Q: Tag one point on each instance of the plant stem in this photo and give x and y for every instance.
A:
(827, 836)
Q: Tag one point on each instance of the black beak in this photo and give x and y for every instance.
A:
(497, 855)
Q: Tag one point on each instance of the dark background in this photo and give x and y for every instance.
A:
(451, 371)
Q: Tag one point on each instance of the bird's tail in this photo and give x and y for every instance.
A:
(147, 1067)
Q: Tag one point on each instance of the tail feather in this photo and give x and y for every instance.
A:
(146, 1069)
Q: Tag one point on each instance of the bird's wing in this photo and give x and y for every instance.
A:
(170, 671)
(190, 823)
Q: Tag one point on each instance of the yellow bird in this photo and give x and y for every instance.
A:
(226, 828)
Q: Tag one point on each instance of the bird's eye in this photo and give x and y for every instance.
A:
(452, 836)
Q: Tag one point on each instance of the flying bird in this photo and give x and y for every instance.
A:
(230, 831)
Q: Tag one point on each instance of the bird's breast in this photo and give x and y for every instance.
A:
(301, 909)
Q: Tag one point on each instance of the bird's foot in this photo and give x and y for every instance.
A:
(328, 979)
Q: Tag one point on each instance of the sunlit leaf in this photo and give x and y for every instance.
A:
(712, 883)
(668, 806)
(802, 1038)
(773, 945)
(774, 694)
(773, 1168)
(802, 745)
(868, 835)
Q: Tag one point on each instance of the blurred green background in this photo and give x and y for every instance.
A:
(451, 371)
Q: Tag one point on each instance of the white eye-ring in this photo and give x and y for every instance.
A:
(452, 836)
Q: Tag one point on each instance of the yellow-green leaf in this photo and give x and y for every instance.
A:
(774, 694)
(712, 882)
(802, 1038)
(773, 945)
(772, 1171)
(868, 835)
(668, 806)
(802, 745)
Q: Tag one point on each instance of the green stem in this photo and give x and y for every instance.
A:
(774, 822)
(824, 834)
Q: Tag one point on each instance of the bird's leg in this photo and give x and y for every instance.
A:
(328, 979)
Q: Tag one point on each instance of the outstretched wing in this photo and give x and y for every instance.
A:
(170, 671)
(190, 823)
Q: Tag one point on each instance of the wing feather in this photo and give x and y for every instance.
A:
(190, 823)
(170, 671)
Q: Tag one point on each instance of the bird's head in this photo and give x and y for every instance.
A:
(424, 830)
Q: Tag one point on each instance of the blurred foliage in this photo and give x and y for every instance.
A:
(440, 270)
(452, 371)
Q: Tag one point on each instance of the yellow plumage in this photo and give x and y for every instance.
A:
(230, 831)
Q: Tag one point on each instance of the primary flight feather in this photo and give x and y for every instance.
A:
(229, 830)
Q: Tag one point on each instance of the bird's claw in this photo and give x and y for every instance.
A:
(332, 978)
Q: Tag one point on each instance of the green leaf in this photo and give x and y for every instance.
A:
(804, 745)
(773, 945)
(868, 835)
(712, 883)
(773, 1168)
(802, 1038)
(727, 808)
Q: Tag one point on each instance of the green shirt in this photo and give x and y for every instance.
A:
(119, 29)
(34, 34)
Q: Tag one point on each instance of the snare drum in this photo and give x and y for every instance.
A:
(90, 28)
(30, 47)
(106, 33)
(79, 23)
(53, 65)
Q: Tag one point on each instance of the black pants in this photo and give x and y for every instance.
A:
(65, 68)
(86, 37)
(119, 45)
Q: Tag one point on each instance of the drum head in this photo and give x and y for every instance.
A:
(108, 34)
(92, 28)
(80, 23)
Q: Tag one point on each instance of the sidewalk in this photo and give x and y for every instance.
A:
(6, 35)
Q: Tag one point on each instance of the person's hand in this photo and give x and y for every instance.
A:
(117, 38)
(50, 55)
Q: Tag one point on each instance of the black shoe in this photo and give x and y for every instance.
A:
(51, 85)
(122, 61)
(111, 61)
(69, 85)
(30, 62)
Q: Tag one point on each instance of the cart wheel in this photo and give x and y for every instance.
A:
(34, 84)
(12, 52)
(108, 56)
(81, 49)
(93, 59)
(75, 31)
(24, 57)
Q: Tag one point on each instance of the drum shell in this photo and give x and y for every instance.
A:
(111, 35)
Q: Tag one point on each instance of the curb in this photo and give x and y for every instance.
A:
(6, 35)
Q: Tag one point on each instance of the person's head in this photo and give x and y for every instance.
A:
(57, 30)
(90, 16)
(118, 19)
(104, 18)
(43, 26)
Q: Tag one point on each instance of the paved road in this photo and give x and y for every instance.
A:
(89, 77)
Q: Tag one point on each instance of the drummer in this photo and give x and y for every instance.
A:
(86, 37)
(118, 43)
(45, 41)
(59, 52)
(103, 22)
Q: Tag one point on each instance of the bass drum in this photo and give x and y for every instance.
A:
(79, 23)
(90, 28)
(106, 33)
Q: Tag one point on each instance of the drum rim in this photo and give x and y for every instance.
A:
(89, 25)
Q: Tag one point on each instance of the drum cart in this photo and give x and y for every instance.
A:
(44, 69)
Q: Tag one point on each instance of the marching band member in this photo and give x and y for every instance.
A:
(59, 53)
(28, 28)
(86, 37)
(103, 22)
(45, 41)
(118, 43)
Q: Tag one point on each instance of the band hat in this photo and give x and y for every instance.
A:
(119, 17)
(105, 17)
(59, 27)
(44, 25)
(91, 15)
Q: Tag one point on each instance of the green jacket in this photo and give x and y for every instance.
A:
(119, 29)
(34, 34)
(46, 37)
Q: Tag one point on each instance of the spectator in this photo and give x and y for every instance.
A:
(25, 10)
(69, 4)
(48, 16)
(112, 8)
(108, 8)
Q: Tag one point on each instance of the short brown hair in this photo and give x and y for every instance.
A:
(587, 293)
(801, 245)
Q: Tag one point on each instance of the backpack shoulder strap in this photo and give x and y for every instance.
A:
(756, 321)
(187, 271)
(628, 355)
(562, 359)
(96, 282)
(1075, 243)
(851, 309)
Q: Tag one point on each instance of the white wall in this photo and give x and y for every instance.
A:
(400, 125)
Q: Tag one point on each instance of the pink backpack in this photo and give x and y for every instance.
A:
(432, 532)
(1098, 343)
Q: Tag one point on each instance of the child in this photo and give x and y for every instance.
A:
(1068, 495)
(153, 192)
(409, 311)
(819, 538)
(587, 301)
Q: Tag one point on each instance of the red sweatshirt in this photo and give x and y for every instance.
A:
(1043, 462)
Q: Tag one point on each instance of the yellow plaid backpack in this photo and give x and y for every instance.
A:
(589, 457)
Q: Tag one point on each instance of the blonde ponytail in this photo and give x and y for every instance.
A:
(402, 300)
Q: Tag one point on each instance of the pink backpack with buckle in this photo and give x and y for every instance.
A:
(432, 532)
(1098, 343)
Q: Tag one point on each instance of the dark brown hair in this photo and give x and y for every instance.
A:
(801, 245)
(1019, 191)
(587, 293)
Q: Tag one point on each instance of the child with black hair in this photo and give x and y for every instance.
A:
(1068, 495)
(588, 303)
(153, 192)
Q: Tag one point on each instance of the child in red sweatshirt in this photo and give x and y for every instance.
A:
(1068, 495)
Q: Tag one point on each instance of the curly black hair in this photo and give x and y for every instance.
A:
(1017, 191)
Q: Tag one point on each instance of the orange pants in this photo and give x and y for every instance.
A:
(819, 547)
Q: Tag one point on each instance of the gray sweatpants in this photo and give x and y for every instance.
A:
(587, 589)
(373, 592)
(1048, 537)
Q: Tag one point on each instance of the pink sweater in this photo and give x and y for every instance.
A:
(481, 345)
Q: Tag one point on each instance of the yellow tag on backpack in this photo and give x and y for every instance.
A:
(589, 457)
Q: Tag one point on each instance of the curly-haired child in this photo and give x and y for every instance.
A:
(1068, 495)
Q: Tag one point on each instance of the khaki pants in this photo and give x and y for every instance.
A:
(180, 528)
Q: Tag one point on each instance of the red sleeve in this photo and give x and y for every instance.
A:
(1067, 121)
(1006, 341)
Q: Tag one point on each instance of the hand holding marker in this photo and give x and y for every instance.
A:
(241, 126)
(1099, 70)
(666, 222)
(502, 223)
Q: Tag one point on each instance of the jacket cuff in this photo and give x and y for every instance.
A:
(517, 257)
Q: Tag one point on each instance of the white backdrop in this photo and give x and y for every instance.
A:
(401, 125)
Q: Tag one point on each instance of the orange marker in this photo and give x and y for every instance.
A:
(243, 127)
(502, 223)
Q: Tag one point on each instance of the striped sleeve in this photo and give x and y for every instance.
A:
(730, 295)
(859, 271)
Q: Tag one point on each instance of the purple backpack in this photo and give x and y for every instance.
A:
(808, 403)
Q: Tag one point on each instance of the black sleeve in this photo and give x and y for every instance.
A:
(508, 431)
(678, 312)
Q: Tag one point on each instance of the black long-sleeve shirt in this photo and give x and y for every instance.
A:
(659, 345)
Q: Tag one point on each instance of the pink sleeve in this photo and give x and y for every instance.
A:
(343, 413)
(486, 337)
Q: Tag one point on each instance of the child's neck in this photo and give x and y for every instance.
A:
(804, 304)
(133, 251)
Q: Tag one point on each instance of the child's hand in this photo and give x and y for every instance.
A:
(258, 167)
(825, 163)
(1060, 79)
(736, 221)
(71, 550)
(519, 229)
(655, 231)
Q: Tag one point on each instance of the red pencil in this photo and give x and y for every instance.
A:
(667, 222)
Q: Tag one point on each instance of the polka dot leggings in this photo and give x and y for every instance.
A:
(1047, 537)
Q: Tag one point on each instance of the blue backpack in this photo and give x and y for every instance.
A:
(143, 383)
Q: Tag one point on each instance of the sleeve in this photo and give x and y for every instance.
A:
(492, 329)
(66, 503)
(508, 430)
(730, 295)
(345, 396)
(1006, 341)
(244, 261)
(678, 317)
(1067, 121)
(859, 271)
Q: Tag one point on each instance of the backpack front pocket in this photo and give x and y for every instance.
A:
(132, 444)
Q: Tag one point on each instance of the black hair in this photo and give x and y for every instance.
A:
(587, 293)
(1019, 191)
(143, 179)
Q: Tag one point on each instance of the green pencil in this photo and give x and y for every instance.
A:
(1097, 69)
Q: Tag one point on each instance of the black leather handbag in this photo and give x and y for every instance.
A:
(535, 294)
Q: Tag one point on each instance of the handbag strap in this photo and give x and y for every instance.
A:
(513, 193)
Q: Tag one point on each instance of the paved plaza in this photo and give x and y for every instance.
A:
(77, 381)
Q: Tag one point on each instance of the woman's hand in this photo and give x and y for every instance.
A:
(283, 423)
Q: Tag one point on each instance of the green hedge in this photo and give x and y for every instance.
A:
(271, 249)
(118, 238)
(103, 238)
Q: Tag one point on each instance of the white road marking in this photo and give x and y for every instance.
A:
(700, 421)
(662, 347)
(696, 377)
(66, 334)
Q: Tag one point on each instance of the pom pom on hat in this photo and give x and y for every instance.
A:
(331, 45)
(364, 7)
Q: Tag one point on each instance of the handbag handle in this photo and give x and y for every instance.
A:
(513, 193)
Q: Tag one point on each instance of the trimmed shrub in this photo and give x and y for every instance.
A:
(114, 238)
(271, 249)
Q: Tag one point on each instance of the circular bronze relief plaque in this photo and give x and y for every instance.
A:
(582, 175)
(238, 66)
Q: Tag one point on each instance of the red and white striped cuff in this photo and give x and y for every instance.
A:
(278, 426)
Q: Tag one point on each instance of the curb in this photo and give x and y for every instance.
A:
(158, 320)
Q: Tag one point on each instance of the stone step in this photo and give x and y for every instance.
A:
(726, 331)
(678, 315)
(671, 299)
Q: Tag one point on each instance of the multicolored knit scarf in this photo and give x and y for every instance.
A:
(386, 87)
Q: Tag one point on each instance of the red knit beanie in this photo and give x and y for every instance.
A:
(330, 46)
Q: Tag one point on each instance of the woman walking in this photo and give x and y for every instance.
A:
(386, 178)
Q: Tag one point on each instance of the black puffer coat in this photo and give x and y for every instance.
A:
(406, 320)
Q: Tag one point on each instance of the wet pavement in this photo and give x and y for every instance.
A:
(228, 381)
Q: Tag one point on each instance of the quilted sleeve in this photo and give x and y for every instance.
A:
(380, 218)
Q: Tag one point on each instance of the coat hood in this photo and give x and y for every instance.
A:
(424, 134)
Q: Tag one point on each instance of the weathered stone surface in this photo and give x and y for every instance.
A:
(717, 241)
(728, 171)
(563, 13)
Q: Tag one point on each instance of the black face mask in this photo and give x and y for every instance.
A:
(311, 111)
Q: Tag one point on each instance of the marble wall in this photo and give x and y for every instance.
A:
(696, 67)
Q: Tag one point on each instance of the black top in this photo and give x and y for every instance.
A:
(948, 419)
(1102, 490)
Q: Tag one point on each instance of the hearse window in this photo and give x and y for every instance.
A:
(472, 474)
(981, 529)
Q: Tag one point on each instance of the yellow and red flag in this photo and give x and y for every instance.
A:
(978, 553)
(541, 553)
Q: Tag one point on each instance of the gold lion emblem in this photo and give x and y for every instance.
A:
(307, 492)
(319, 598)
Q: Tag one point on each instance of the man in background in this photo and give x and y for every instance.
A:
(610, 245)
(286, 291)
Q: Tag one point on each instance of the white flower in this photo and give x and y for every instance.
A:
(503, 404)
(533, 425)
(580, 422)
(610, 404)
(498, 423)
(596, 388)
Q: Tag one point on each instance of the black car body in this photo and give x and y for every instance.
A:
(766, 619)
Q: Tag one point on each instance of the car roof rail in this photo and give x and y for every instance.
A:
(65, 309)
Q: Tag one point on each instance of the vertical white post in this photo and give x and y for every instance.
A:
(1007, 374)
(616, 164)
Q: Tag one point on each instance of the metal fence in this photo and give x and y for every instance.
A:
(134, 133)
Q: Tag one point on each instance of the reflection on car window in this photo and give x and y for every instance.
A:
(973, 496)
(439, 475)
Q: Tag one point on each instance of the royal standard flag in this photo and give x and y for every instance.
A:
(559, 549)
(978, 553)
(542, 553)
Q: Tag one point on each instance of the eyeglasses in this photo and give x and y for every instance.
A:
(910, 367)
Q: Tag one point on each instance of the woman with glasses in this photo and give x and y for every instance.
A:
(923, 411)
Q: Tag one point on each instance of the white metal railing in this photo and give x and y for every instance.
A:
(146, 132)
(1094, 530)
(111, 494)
──────
◆ Activity
Search the records for the word "jacket". Copy every line that has it.

◆ Solution to this task
Q: Tag one point on each instance of the green jacket in this photo and give x and y for every instance.
Q: Tag one point on each instance of the jacket cuff in this photo and give x and y for every instance.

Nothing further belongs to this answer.